* [THE REQUEST] How would you render this sentence from the forum thread on meta-ethics in Spanish: "These ideas are all capable of experimental verification; the first one has certainly been written about in the literature."

* [TEXT SECTION]
########################################

Or maybe this is just the pain-in-the-neck method one should use if one’s original communication attempt stalls somewhere. Truth be told, I’m at this point rather confused about which aspects of meta-ethics under dispute, and I can’t easily scan back through the conversation to find the quotes of yours that made me think you misunderstood because our conversation has overflowed LW’s conversation-display settings. And you’ve made some good points, and I’m convinced I misunderstood you in at least some cases. I’m going to bow out of this conversation for now and wait to discuss values and their origins properly, in response to your own post. (Or if you’d rather, I’d love to discuss by email; I’m annasalamon at gmail.)
Yes, the comment system here is really not suited to the kind of conversation I’ve been trying to have… not that I’m sure what system would work for it. ;-)
As far as meta-ethics goes, the short summary is:
“Avoiding badness” and “seeking goodness” are not interchangeable when you experience them concretely on human hardware,
It is therefore a reasoning error to treat them as if they were interchangeable in your abstract moral calculations (as they will not work the same way in practice),
Due to the specific nature of the human hardware biases involved (i.e., the respective emotional, chemical, and neurological responses to pain vs. pleasure) , badness-avoidance values are highly likely to be found irrational upon detailed examination… and thus they are always the ones worth examining first.
Badness-avoidance values are a disproportionately high (if not exclusive!) source of “motivated reasoning”. i.e., we don’t so much rationalize to paint pretty pictures, as to hide the ugly ones. (Which makes rooting them out of critical importance to rationalists.)
This summary is more to clarify my thoughts for the eventual post, than an attempt to continue the discussion. (To me, these things are so obvious and so much a part of my day-to-day experience that I often forget the inferential distance involved for most people.)
These ideas are all capable of experimental verification; the first one has certainly been written about in the literature. None are particularly unorthodox or controversial in and of themselves, as far as I’m aware.
However, there are common arguments against some of these ideas that my own students bring up, so in my (eventual) post I’ll need to bring them up and refute them as well.
For example, a common argument against positively-motivated goodness is that feeling good about being generous means you’re “really” being selfish… and thus bad! So, the person advancing this argument is motivated to rationalize the “virtue” of being dutiful—i.e., doing something you don’t want to, but nonetheless “should”—because it would be bad not to.
Strangely, most people have these judgments only in relation to their self… They see no problem with someone else doing good out of generosity or kindness, with no pain or duty involved. It’s only themselves they sentence to this “virtue” of suffering to achieve goodness. (Which is sort of like “fighting for peace” or “f*ing for virginity”, but I digress.)
Whether this is something inbuilt, cultural, or selection bias of people I work with, I have no idea. But it’s damn common… and Eliezer’s making a virtue out of unhappiness (beyond the bare minimums demanded by safety, etc.) fits smack dab in the middle of this territory.
Whew. Okay, I’m going to stop writing this now… this really needs to be a post. Or several. The more I think about how to get here, starting from only the OB corpus and without recapitulating my own, the bigger I realize the inferential gap is.
You may be running into the Reversed Stupidity problem; most cases you’ve seen advocating negative feelings are stupid, therefore, you assume that all such advocations must result from the same stupidity.

########################################

* [RAW RECORDS]
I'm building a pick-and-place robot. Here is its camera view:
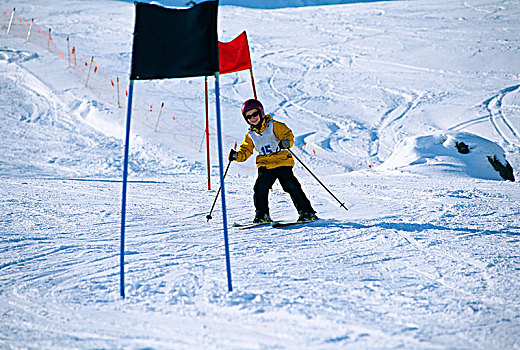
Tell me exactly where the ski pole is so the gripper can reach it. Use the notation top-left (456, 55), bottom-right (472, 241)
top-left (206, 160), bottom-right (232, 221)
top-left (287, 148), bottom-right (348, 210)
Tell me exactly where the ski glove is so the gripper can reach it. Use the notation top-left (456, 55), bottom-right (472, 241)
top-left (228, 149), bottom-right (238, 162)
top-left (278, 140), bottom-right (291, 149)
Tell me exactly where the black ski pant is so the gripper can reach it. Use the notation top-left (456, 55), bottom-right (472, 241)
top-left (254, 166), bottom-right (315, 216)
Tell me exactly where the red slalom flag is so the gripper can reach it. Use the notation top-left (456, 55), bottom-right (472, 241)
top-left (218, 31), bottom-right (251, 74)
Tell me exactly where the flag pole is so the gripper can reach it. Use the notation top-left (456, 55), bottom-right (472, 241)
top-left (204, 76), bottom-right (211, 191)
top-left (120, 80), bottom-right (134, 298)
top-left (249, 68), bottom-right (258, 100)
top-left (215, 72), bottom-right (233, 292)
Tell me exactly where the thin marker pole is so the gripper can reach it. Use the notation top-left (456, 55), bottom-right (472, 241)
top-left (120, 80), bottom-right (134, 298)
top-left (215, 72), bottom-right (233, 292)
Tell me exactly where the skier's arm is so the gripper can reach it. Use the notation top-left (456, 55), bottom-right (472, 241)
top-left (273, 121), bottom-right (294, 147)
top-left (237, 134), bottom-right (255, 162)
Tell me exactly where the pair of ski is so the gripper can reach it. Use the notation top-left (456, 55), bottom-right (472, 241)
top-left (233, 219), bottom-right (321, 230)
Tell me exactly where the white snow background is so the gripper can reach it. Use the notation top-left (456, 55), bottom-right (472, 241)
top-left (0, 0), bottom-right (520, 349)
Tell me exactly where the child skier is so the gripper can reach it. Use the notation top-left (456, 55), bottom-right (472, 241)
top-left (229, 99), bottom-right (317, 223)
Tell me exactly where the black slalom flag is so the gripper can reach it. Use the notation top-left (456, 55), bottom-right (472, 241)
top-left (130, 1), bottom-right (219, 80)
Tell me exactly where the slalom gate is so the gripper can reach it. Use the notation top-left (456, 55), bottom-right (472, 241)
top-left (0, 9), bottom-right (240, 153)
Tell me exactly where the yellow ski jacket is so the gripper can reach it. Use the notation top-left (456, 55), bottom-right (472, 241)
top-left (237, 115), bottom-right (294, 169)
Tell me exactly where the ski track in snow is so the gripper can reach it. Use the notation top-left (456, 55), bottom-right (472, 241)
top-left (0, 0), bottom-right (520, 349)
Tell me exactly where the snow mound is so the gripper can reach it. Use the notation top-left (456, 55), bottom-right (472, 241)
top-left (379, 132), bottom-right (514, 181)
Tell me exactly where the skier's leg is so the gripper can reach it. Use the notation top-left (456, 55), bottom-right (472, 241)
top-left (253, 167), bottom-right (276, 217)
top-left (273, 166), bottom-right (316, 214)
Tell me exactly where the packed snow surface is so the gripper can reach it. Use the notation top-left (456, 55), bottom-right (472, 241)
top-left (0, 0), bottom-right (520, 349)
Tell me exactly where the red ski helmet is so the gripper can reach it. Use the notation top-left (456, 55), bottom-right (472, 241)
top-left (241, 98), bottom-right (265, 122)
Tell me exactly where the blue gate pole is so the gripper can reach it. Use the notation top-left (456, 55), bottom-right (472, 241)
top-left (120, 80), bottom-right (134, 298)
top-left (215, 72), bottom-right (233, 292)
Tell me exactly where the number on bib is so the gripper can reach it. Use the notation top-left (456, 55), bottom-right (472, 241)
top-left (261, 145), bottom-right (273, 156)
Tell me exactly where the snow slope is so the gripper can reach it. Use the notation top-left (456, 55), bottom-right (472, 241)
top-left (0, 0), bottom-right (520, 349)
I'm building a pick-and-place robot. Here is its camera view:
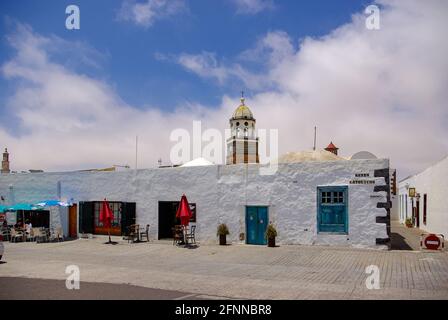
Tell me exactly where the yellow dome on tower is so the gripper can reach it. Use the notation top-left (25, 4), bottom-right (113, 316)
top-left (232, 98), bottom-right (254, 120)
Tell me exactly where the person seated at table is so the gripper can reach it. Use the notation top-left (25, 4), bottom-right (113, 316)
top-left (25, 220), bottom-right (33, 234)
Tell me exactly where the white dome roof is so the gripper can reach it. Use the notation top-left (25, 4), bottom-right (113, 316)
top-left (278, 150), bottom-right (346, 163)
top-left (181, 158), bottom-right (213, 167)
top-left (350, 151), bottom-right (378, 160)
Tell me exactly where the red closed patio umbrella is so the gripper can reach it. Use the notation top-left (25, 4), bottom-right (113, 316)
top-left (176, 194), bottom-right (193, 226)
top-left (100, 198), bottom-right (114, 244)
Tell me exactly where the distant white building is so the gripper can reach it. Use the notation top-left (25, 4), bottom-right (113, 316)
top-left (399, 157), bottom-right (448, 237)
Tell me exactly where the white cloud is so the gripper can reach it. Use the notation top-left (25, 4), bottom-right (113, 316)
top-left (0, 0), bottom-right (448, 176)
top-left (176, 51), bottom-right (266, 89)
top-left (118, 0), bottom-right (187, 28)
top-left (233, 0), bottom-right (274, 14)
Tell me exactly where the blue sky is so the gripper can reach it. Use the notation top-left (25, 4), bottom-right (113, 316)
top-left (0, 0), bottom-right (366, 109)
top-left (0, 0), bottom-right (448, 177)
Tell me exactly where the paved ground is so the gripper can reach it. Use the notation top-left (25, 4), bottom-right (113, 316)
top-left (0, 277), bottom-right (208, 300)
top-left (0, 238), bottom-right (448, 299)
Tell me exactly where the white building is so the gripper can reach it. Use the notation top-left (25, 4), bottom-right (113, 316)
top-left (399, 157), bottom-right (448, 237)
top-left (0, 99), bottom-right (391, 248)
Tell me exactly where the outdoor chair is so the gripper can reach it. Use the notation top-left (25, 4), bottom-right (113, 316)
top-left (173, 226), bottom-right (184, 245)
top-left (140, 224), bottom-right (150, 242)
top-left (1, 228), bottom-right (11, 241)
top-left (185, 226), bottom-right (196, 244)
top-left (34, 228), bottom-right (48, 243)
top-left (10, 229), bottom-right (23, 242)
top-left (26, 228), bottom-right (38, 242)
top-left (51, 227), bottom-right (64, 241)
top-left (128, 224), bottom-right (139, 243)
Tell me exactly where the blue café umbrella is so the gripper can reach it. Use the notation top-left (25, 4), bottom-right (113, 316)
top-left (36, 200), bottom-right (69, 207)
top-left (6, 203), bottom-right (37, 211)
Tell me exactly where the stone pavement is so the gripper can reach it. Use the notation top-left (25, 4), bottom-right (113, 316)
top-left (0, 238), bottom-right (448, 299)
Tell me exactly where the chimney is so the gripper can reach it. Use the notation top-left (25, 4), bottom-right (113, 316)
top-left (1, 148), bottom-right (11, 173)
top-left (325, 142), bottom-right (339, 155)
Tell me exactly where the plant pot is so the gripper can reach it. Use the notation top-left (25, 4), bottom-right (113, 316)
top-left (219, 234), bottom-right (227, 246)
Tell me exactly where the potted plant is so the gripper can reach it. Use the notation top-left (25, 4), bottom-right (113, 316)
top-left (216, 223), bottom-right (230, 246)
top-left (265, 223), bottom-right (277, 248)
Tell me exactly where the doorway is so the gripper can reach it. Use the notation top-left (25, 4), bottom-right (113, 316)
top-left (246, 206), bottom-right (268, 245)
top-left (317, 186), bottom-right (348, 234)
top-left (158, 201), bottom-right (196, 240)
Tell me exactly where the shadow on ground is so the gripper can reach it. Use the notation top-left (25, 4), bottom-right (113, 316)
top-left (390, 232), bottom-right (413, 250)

########################################

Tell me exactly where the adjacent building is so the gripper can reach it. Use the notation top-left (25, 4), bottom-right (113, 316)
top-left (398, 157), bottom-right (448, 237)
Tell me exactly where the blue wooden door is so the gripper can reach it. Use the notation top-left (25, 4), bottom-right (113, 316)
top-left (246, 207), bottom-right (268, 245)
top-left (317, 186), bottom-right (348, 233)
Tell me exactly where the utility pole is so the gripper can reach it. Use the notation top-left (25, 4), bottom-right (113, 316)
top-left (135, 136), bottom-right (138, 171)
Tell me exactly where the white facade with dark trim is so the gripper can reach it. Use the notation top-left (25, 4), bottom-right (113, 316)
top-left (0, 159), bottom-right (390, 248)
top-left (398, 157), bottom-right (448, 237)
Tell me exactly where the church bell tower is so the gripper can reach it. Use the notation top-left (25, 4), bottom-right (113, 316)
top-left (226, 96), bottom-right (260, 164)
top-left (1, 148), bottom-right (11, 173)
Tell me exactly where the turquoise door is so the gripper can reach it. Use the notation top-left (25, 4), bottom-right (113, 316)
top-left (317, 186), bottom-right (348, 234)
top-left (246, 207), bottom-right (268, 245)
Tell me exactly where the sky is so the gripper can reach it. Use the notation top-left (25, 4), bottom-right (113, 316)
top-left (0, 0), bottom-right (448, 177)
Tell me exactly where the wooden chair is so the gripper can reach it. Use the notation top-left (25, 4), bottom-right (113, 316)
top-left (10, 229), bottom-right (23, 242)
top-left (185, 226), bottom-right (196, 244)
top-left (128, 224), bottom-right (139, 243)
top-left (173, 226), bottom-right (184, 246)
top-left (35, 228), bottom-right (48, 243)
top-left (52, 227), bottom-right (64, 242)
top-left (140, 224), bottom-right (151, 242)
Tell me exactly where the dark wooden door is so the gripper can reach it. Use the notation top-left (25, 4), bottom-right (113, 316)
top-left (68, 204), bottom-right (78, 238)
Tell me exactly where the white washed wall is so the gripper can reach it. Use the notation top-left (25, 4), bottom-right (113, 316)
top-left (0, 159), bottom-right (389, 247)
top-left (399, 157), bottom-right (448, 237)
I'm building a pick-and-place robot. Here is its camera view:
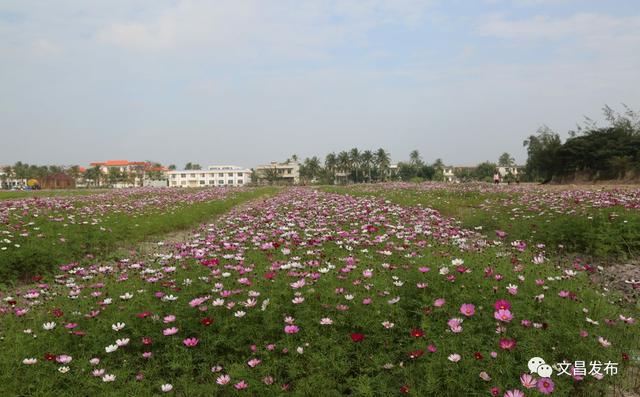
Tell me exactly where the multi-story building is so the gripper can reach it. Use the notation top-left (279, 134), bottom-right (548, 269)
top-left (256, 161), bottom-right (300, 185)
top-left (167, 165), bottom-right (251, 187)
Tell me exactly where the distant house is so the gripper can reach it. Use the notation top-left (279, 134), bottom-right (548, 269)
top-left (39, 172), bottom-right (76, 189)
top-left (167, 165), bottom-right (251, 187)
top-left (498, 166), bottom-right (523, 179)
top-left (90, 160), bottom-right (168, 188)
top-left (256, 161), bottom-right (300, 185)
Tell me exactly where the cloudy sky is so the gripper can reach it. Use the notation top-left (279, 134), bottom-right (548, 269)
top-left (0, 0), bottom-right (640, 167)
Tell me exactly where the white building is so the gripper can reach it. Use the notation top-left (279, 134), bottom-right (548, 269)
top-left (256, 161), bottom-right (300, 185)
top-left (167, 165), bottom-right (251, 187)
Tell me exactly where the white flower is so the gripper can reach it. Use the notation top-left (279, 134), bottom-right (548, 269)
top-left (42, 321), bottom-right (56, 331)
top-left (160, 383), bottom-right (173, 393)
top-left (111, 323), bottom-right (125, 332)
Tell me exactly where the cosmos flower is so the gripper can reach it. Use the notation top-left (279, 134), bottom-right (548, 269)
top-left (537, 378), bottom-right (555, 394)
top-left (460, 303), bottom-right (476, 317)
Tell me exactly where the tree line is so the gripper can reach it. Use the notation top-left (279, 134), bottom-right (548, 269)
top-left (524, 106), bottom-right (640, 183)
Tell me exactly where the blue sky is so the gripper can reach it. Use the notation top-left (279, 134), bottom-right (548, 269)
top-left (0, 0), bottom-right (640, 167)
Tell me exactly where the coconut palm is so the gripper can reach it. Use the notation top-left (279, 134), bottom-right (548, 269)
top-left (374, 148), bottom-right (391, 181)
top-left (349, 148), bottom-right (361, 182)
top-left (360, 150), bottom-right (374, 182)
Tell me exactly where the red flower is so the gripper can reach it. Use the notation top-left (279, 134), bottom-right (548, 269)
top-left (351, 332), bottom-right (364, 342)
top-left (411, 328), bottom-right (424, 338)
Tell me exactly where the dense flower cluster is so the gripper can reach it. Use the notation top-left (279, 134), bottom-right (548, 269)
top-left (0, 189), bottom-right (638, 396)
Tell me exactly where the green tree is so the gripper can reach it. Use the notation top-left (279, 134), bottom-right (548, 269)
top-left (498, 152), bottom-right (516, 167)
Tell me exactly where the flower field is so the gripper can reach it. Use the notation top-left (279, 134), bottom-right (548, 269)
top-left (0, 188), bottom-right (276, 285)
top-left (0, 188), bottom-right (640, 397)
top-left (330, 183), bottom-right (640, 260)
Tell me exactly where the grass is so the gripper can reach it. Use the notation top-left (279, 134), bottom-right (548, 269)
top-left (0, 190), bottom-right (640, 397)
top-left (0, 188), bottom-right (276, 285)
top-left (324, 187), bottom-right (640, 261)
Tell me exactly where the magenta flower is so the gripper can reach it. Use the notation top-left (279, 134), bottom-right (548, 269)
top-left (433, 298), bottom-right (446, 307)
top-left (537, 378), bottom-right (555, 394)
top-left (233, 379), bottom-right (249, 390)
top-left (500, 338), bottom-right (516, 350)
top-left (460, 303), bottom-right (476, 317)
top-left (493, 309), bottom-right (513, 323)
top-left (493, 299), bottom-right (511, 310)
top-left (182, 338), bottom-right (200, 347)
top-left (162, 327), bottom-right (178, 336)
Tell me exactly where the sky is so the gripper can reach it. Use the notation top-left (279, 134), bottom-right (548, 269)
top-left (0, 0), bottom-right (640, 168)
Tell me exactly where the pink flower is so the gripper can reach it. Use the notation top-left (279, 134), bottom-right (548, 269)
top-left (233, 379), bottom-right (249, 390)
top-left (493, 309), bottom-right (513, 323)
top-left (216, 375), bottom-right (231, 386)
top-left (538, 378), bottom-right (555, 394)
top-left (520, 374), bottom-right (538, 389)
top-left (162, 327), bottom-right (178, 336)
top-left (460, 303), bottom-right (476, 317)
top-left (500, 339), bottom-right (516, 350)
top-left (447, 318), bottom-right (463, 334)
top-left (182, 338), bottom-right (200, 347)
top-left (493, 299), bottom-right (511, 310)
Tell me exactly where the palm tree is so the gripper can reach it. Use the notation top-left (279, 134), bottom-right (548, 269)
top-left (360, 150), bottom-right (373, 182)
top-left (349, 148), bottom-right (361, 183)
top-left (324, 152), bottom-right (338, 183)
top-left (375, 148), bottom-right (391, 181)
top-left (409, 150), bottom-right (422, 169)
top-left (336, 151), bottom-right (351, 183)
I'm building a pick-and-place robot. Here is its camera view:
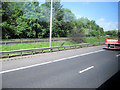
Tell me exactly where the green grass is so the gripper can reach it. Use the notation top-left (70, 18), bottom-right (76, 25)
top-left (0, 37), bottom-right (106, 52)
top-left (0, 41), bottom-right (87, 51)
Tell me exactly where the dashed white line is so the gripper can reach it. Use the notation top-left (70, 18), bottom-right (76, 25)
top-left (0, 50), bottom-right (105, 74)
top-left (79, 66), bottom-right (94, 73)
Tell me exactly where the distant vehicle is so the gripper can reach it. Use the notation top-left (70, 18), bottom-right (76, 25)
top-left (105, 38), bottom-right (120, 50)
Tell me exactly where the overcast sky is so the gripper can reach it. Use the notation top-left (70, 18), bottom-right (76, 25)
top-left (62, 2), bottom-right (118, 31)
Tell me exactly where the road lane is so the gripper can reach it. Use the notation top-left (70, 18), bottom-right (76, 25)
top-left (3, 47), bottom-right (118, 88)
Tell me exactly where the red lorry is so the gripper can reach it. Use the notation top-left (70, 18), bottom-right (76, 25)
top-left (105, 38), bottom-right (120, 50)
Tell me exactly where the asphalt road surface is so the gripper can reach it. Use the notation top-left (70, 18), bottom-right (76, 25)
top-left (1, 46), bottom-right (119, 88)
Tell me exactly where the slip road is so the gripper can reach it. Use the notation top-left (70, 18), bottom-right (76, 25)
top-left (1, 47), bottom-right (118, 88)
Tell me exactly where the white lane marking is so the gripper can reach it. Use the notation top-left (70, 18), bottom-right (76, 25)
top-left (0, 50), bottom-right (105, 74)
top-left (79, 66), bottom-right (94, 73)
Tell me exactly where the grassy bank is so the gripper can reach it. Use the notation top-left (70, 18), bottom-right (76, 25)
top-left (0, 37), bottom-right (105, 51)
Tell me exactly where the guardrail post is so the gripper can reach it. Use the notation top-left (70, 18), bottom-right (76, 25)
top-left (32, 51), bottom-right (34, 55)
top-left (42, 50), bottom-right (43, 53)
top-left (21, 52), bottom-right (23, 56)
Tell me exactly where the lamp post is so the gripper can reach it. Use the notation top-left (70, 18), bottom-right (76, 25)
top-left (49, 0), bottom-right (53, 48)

########################################

* [ANSWER TO THIS PROBLEM] Todas estas ideas pueden verificarse experimentalmente; sobre la primera, sin duda, ya se ha escrito en la literatura.